▸ Work to complete:
a) In the essay on the reaction to the Capitol events, what do CNN commentators chant about the protestors?
b) Pick up the essay on the reaction to the Capitol events after its last sentence and carry it forward.

Over the past 24 hours, as the political/media frenzy about Wednesday’s events at the Capitol have continued to evolve, I’ve been noticing a lot of parallels with the dark days after 9/11, when in our blind bloodlust, we were duped into backing illegal wars, forfeiting civil liberties, and alienating dissenting voices. As a good friend of mine (who is an astute political theorist and commentator) pointed out in a post today, the current vindictive cultural atmosphere is very similar.
The first valence of this is the way that vengefulness toward Trump supporters displaces systemic critiques. By focusing on how “deplorable” the angry mob was, my friend wisely cautions, we evade asking ourselves tough questions about our own complicity (as urban, educated people) in maintaining and extending the neoliberal economic conditions that have played a part in creating this discontent. My own feelings about the Trump supporter demographic are complicated, but in brief, I don’t see a lot of reason to go out of my way to defend them or justify their actions or ideologies. I don’t see them as more marginalized or vulnerable than the immigrants or minorities or people living in other countries who they detest and who MAGA policies harm. And it’s difficult not to resent a group who are simultaneously so deeply ignorant, so spiteful, so immune to critical thinking, so blindly trusting of a corrupt demagogue, and so blatantly selfish. But I think we need to reckon with the social, cultural, environmental, educational and economic desolation that is the backdrop of many of these people’s lives. It would be difficult to overstate how dysfunctional America is right now—this was true even before the pandemic. It's a dangerous, polarized, unkind, backsliding nation with a ton of endemic problems. If you’re not endowed with social, educational, cultural, and/or economic capital, and the other people in your life don’t have these either—especially if you’re living in a violent, racist, superstitious, anti-intellectual culture like the one that pervades most of the country—you’re probably not going to be a kind, decent, lovable person with good ideas or a clear understanding of your own plight. In short, you can be deplorable and a victim of your circumstances at the same time.
The second valence of our vindictive frenzy is that many have, literally overnight, embraced the very institutions that only recently were the object of our concern and criticism—many of them carceral and militaristic in nature. We see CNN commentators chanting “Lock them up! Lock them up!” about Capitol protestors; we see reports of subreddits full of young people collaborating to identify protestors on behalf of the FB!; we see political dinosaurs like Nancy Pelosi emerging as vindicated heroes; and we see calls for heightened securitization. We hear statements like “Where was the National Guard?” “When are these people going to get arrested?” “Should the protestors be placed on the no-fly list?” etc. It’s difficult to argue with the call for accountability and safety—especially since people were killed—but this could take many forms, and needn’t exalt the security state and its penal apparatus. Unfortunately, the main significance of events like this is that they increasingly ratchet up the surveillance, harassment, and punishment of people that the powerful don’t like—even (and often especially) those who have nothing to do with the initial impetus for this expansion of state power. If you think the events of January 6th won’t materially affect how BLM, environmentalist, or other protestors are treated going forward, you’re being naïve.

▸ Record set:
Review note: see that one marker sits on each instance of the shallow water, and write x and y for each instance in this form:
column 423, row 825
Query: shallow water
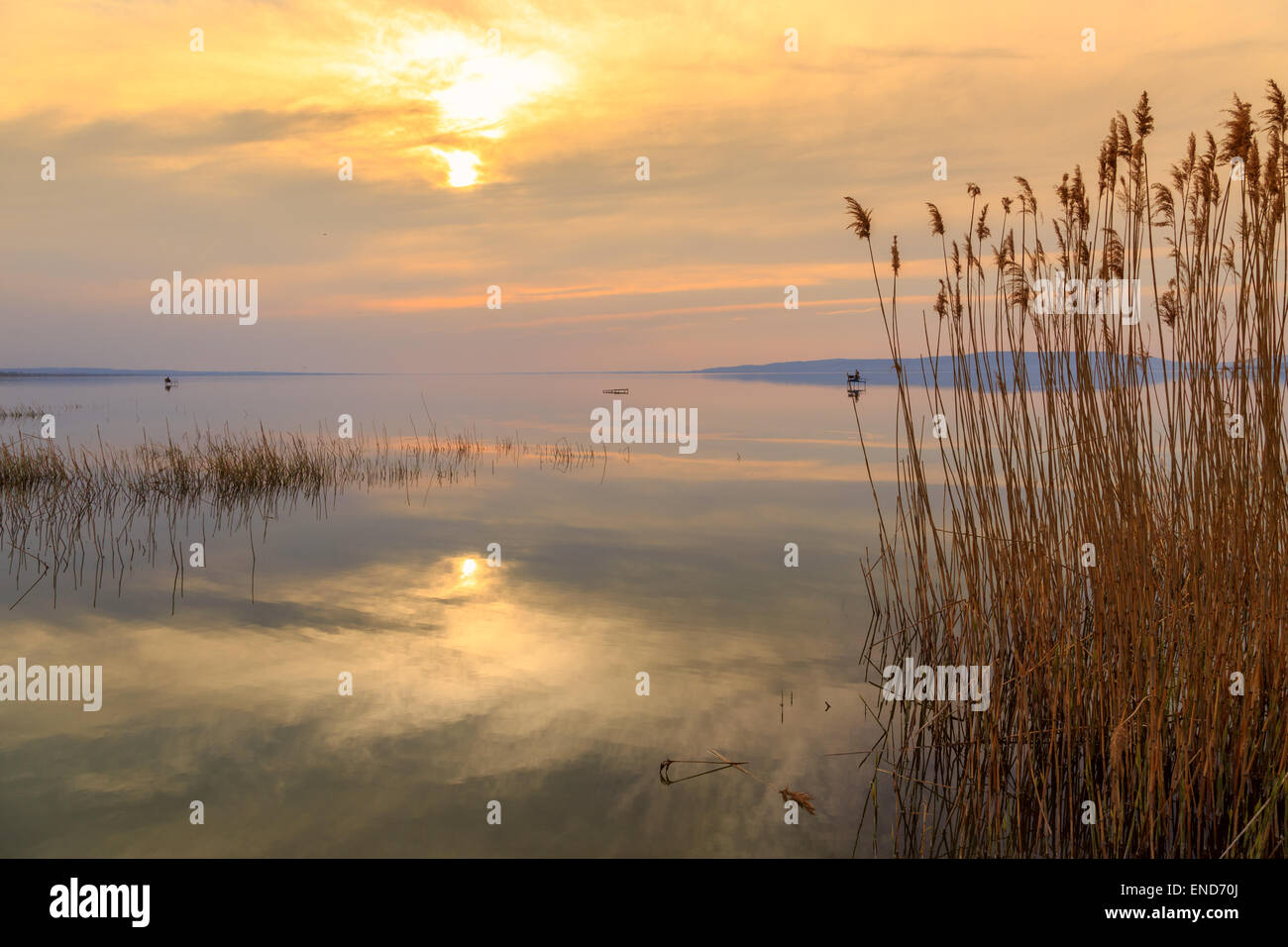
column 515, row 684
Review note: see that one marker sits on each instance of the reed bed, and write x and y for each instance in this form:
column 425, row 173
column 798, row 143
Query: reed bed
column 20, row 412
column 1117, row 684
column 65, row 510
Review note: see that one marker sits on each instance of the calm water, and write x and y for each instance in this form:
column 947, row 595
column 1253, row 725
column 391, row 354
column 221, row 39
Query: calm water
column 516, row 684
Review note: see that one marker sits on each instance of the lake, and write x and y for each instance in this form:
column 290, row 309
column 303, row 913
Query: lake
column 513, row 684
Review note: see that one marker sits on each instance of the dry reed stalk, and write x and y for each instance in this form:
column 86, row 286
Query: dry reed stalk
column 1064, row 433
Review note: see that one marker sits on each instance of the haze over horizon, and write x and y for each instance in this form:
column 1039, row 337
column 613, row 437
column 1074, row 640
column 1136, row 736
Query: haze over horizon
column 509, row 158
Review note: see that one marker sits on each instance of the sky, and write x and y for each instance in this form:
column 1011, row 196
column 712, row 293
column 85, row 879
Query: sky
column 496, row 145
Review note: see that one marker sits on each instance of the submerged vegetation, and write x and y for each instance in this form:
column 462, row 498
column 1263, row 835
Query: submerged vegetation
column 1111, row 539
column 63, row 505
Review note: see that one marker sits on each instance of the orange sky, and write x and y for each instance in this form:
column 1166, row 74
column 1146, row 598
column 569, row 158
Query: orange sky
column 496, row 144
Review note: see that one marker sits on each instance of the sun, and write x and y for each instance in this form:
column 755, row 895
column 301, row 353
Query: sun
column 463, row 166
column 480, row 88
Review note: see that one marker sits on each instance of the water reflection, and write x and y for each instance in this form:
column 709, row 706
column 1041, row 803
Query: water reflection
column 513, row 682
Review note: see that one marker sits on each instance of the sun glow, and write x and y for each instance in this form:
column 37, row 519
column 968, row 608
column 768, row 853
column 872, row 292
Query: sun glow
column 480, row 88
column 462, row 166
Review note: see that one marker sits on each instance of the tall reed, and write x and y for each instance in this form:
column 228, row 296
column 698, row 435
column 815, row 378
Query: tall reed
column 1115, row 684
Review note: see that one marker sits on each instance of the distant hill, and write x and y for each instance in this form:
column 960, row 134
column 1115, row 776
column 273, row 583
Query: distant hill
column 875, row 371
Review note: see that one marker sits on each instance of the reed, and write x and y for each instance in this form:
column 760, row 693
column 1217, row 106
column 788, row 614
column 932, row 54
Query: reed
column 65, row 509
column 1112, row 684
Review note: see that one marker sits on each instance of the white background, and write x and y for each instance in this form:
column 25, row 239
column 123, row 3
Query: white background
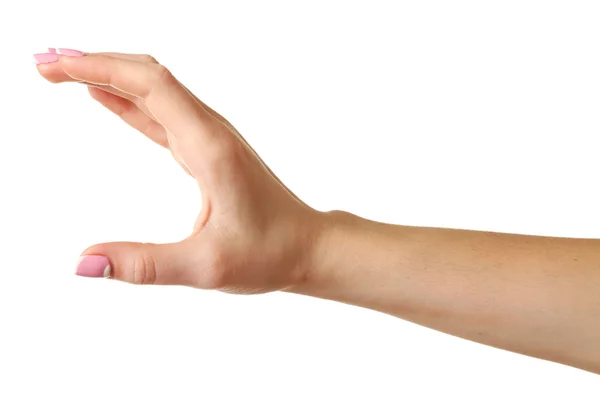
column 465, row 114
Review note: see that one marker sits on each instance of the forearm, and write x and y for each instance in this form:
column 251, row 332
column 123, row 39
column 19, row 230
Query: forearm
column 539, row 296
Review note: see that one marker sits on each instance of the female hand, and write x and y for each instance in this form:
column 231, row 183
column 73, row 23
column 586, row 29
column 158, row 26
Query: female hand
column 252, row 235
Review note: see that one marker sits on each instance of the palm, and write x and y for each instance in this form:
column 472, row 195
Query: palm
column 246, row 238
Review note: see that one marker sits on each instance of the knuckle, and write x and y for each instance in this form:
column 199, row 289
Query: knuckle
column 149, row 59
column 161, row 73
column 215, row 274
column 144, row 268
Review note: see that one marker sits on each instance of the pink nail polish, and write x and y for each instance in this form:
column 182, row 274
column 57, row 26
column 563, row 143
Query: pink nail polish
column 45, row 58
column 70, row 53
column 94, row 267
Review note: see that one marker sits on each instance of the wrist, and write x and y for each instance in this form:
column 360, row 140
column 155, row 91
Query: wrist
column 330, row 234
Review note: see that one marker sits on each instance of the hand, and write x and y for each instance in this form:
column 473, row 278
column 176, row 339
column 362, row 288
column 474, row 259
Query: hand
column 252, row 235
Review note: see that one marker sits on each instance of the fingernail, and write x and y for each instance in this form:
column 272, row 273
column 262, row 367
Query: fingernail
column 94, row 267
column 45, row 58
column 70, row 53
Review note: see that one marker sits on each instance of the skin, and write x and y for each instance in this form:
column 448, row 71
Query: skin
column 538, row 296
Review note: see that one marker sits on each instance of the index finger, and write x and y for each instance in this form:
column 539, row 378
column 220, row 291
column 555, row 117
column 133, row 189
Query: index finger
column 168, row 101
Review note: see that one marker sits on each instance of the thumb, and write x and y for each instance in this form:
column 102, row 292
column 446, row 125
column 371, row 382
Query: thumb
column 140, row 263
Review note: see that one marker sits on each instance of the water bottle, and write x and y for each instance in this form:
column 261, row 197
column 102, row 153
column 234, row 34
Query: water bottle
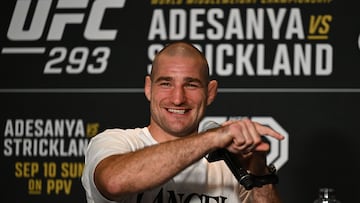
column 326, row 195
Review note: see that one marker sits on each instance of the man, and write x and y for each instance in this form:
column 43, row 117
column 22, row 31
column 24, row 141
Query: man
column 165, row 161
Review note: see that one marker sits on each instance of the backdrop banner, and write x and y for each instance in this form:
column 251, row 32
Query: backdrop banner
column 71, row 69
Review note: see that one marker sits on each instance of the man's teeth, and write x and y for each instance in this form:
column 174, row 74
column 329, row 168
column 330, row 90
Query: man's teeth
column 178, row 111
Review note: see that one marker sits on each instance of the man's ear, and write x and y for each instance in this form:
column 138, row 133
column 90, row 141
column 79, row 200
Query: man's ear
column 212, row 91
column 147, row 87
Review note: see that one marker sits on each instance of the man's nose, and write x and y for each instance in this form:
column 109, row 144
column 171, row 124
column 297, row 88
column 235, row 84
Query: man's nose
column 178, row 95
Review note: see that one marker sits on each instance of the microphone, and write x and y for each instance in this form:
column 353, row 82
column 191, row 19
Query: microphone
column 243, row 177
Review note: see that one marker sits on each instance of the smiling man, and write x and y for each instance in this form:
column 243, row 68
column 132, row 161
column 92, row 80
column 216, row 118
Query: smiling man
column 165, row 161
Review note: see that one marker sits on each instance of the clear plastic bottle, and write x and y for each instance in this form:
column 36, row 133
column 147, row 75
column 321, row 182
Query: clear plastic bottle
column 326, row 195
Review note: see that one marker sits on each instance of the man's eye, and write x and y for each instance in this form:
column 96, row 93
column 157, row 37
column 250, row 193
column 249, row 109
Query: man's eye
column 192, row 85
column 165, row 84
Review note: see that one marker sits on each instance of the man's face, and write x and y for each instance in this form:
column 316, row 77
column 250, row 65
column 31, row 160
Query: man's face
column 178, row 94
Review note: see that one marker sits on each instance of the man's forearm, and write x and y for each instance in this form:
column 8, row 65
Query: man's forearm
column 265, row 194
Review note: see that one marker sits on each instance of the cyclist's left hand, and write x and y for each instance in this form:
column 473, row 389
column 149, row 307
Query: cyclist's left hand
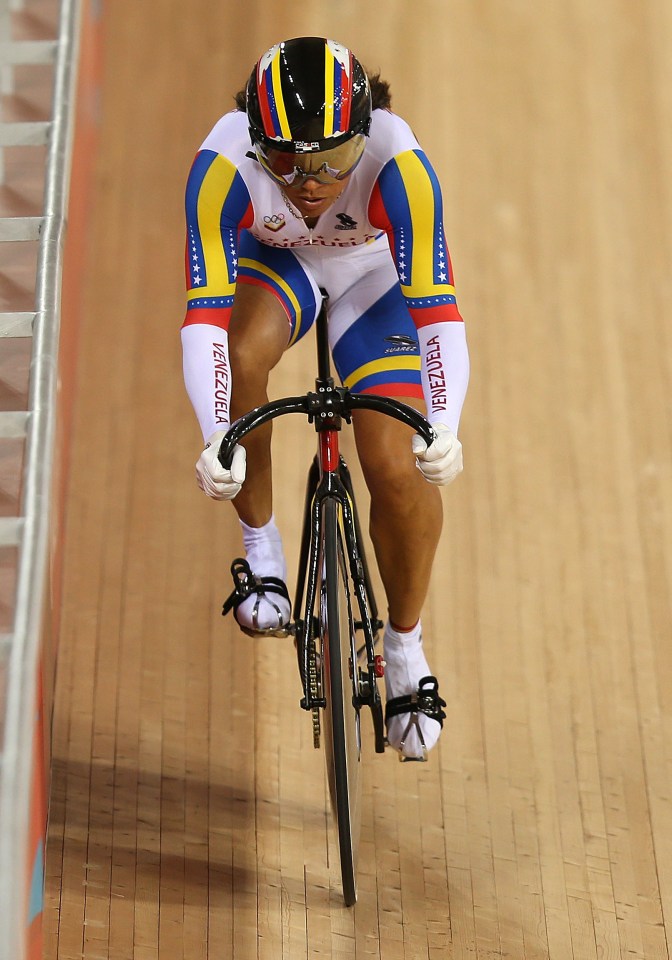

▸ Results:
a) "Lock them up! Lock them up!"

b)
The final valence is that by demonizing Trump and his supporters, our leaders in politics and the media are steadily shoring up our confidence in themselves as the “good guys.” The most blatant example of this is the veritable crowd of Republican politicians, cabinet members and media figures who thought everything Trump did and stood for was totally fine until two days ago, and who now want to save their careers by distancing themselves from him now that he’s in hot water and his tenure is over anyway. But scanning slightly closer to the center of the political spectrum, it’s clear that the incoming regime is going to ride this scandal as a wave of legitimacy. But the “good guys” are not in charge! If we didn’t have the devastating mess of the Trump years to compare it to, Biden’s presidency would clearly be seen for the imminent danger that it is! In spite of the incoming administration’s performative woke rhetoric, in the middle of a pandemic, we are about to swear in a president who doesn’t believe in medicare for all. In the middle of a police brutality crisis, we’re getting an administration that wants to increase the funding for law enforcement. In the middle of a climate emergency, we’re getting an administration that still isn’t aiming high enough to avert catastrophe. And as inequality (not just economic, but cultural, educational, and social) grows, we’re getting an administration that advocates the same old political and economic practices that got us here.
In the face of these deeply troubling developments, we’re going to need huge amounts of activism and resistance—operating not from a place of America-first nationalism, but from a place of global and existential solidarity. By displacing systemic understandings of our social, economic, cultural, and political conditions; by bolstering the security state; by shoring up the support for woefully inadequate political figures who intend to fight tooth and nail for the status quo, we’re undermining our capacity to perform the hard work ahead.